The full set of records must be returned exactly, character for character.

-------- SUPPLIED RECORDS --------

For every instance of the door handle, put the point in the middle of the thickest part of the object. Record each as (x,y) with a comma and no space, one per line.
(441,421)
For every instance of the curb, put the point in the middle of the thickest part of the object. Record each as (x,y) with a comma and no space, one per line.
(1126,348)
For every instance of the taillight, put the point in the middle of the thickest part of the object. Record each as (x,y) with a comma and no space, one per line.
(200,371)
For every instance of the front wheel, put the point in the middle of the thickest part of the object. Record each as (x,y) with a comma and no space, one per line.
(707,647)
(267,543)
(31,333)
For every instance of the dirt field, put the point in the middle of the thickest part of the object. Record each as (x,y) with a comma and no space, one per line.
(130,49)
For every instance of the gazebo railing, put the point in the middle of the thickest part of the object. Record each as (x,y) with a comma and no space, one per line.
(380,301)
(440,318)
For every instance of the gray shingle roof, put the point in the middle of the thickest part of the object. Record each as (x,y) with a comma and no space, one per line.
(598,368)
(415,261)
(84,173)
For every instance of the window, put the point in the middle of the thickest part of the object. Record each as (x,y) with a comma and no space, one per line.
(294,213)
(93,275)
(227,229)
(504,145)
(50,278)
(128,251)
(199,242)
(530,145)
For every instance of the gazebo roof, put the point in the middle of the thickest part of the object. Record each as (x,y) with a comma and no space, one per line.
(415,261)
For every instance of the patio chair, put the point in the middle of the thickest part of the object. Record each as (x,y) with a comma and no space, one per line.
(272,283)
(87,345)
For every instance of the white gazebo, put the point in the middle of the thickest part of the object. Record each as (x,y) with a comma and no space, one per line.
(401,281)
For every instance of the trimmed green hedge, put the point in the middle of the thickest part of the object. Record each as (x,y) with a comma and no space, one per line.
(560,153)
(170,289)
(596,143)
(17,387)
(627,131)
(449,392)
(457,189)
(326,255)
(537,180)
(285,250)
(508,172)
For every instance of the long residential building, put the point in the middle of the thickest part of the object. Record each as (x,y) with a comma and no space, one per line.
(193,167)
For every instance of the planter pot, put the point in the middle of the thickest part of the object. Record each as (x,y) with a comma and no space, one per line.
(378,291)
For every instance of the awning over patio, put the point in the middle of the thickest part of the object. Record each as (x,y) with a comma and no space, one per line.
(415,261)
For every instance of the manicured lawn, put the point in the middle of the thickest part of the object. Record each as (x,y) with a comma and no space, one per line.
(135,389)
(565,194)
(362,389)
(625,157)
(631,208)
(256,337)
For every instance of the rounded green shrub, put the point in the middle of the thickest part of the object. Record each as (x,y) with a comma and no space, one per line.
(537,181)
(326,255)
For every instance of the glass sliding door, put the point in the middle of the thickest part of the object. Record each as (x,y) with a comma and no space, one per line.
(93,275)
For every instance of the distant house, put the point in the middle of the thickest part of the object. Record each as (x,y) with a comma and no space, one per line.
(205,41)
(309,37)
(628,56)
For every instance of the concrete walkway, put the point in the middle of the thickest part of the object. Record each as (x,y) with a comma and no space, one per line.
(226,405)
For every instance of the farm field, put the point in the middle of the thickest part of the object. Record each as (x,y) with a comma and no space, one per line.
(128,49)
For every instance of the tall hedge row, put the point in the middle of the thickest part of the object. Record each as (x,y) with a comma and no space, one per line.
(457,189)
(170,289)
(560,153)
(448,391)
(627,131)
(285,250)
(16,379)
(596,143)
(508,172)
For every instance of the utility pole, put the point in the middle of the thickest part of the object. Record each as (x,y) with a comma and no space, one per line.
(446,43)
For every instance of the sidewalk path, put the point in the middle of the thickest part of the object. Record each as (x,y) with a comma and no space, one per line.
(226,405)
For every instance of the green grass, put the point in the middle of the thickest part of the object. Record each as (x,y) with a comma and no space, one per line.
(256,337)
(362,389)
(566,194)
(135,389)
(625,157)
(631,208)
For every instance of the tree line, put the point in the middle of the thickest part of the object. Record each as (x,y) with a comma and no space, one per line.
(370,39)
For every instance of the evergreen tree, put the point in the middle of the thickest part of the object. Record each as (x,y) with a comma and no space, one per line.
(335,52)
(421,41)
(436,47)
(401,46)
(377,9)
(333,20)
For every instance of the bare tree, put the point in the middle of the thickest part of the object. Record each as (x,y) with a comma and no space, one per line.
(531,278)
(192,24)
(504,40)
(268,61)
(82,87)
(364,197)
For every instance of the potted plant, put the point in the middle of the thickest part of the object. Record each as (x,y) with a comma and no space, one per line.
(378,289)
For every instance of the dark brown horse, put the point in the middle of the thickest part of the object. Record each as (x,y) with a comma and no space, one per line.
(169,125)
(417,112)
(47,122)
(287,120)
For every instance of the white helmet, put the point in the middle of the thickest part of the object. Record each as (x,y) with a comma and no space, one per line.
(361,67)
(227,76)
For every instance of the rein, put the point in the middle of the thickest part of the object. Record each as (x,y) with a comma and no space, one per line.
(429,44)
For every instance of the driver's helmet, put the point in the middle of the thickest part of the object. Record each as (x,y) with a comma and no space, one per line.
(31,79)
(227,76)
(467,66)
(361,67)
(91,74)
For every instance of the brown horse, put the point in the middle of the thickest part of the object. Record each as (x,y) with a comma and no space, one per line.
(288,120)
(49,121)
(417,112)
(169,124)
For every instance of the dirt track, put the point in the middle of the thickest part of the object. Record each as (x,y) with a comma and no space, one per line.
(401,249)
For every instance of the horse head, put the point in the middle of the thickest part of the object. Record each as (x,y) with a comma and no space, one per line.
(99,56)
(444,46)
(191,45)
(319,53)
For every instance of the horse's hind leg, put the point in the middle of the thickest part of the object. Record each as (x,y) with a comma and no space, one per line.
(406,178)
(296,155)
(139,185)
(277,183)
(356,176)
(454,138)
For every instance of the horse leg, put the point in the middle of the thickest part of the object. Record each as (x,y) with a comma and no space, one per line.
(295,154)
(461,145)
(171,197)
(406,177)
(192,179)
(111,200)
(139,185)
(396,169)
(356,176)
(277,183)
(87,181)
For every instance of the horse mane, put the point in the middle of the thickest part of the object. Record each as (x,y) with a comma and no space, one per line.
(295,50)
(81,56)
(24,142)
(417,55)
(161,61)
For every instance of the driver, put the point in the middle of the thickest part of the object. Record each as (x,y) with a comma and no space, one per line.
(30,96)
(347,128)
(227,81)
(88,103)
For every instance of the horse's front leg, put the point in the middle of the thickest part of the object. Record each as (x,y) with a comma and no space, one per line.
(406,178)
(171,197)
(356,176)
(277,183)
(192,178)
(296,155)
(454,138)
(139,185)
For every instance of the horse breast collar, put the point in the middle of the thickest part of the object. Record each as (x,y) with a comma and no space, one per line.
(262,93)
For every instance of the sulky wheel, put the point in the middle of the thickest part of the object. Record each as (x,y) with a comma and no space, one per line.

--------

> **SOLVED PROBLEM**:
For every instance of the door handle, put the point in the middle of the thickest part of the object. Record each as (x,y) with a comma and no space, one per line.
(441,421)
For every instance of the curb, put the point in the middle of the thickest part of the object. Record each as (x,y) with a comma and no space, one per line.
(1126,348)
For every instance of the taillight, put the point in the middle of the thickest part of the object. Record each as (x,y) with a comma and no space, one per line.
(200,371)
For every instance of the front wheel, put the point in the middle of the thickest part of the object. Record each as (x,y) with a comma and no space, one per line.
(707,647)
(267,543)
(31,333)
For every instance of the dirt field, put the point in the middle of the thickest part of the object. Record each as (x,y) with a comma and no space, one per line.
(130,49)
For every instance of the gazebo railing, put the point in the middle of the thickest part of the object. Record each as (x,y) with a comma and no space, one per line.
(380,301)
(440,318)
For every instance of the gray shingle roof, put the point in the middle of the thickest part of the object. Record each as (x,y) with a comma and no space, one per line.
(598,368)
(415,261)
(84,173)
For every instance of the window, put the point in the middle of the thickest part of the object. Record each as (x,y) with a comma and no space, one per line.
(294,213)
(93,275)
(227,229)
(504,145)
(50,278)
(128,251)
(199,242)
(530,145)
For every instance of the gazebo roof, put the point in the middle of the thickest part of the object. Record each as (x,y) with a comma and no space, one per line.
(415,261)
For every instance of the patio chair, put the point in the middle of the thickest part of the object. Record each as (x,y) with a comma and no space, one per line.
(272,283)
(87,345)
For every instance of the white gazebo, put the point in the middle of the thickest part of the object. Record each as (x,y) with a comma and no space, one per line.
(401,281)
For every instance of the trimmed green hedge, put the point in the middle of the thickest part of the object. Record each as (x,y) with a comma and no space, one per line.
(560,153)
(170,289)
(596,143)
(17,387)
(627,131)
(449,392)
(457,189)
(326,255)
(537,180)
(285,250)
(508,172)
For every instance of the long residential building, put the point in the middle of the thickest part of the object. Record each as (x,y) with a comma and no space, one per line.
(193,167)
For every instance of the planter pot, put the point in the middle of the thickest part of the object. Record each as (x,y) with a comma and no space, one per line.
(378,291)
For every instance of the awning over patio, put the point in the middle of the thickest part of the object. Record each as (x,y) with a comma and no space, one per line.
(415,261)
For every instance of the manicured lawn, put the point in the middle of the thickest part of the object. Record each as (x,y) with a comma and no space, one per line.
(135,389)
(565,194)
(362,389)
(625,157)
(631,208)
(256,337)
For every instance of the rounded green shrub, put the point in the middle of the thickest part of the object. Record each as (x,y) with a comma and no space, one per line.
(537,181)
(326,255)
For every instance of the glass sliding door, put the point in the middle of the thickest part of the object. Record each as (x,y) with a comma and no space, one per line.
(93,275)
For every instance of the distant house, put the point in the middle of the thickest part of the object. Record each as (x,y) with a comma and no space, one per line.
(205,41)
(309,37)
(628,56)
For every instance of the concrete walkway, put the point in the middle of the thickest part of the object. Record each as (x,y) with a comma and no space, one per line.
(226,405)
For every instance of the farm field, put the point in the middle of the thickest part of the object. Record each as (x,y) with a comma and no space, one per line.
(128,49)
For every instance of the tall hedge row, put the point in the middle of the thickest part of the object. Record each as (x,y) with a comma and no space, one per line.
(457,189)
(170,289)
(560,153)
(448,391)
(627,131)
(285,250)
(16,379)
(596,143)
(508,172)
For every instance of the utility pole, put the point in the middle of the thickest part of the object. Record each as (x,y) with a comma and no space, one per line.
(446,43)
For every instance of the sidewalk path, put the point in the middle of the thickest part of the object. Record each as (x,y) with a comma and no space, one per line.
(226,405)
For every instance of the green grass, put the point in the middle of the thickest part of the object. Record each as (x,y) with a comma and no space, one per line.
(256,337)
(362,389)
(566,194)
(135,389)
(625,157)
(631,208)
For every instance of the tree line, put the point in the middle of the thickest part of the object. Record each as (x,y) with a comma and no space, one per line.
(370,39)
For every instance of the evergreen tree, put the point in the middle of the thickest part of the object. Record each as (x,y) with a comma and no space, one per line.
(335,52)
(421,41)
(436,47)
(401,46)
(377,9)
(333,20)
For every instance of the bare tree, put the point in the middle of the thickest part of the object. Record each as (x,y) with a comma and no space, one per line.
(531,278)
(192,24)
(504,40)
(268,61)
(82,87)
(364,197)
For every instance of the potted plant, put the point in the middle of the thickest part of the object. Record each as (x,y) with a comma and no space, one per line.
(378,289)
For every instance of the dark brown horse, put the point in the middle of the thickest part of the object. Record each as (x,y) with a comma and no space, one per line.
(169,125)
(417,112)
(47,122)
(287,120)
For every instance of the white helmet, put the point in the middle of the thickest part of the object. Record each as (x,y) with a comma and no space, one per line.
(361,67)
(227,76)
For every instance of the rein, put the point in the middle of the thickest part of the object. Record each as (x,y) with a comma and no space, one per line.
(429,44)
For every instance of the driver's helmet, put the point in the middle of the thickest part of the object. Record each as (x,y) with a comma and no space, one per line.
(31,79)
(227,76)
(467,66)
(361,67)
(91,74)
For every instance of the brown horse, put the point in the middle of the thickest part of the object. Record each as (x,y) with a comma and no space, one per line.
(288,120)
(49,121)
(417,112)
(169,124)
For every instance of the dirt track, put the point in the middle of the thickest part of the object. Record each as (x,y) with a comma and no space, one per line.
(401,249)
For every instance of the horse head, put the point in the middle of the thickest part of the object. Record each as (x,y) with a comma and no space, one per line.
(99,56)
(444,46)
(191,45)
(319,53)
For every instance of the horse's hind leg, put the point in the middle of the thickest part of the object. Record each as (x,y) with a comma and no space, one per line.
(406,178)
(296,155)
(139,185)
(277,183)
(356,176)
(454,138)
For every instance of the horse leg, put the point in the middle of the thickest part of the object. Record each as (x,y) with a comma and no space, one per line.
(295,154)
(461,145)
(171,197)
(406,177)
(192,179)
(111,200)
(139,185)
(396,169)
(356,176)
(277,183)
(87,181)
For every instance of the horse mane, put the point in the middle of the thickest part of the object. Record each as (x,y) with a comma and no space, one per line.
(295,50)
(81,56)
(24,142)
(417,55)
(161,61)
For every instance of the driver, put the point in the middle of the thickest part of the object. Record each as (x,y) with a comma and no space, one per line.
(30,96)
(347,128)
(227,81)
(88,103)
For every instance of the horse's front leg, put the point in the middle of the thickest part of the object. Record each as (x,y) with a comma and no space, one per line.
(406,178)
(171,197)
(356,176)
(277,183)
(192,178)
(296,155)
(454,138)
(139,185)
For every instance of the horse breast collar, put the point in the middle of the thickest part of the object. Record each as (x,y) with a comma and no space, one per line.
(262,93)
For every instance of the sulky wheel, put the point in the middle of the thickest part of the object. Record each as (x,y) with a comma and no space, one per line.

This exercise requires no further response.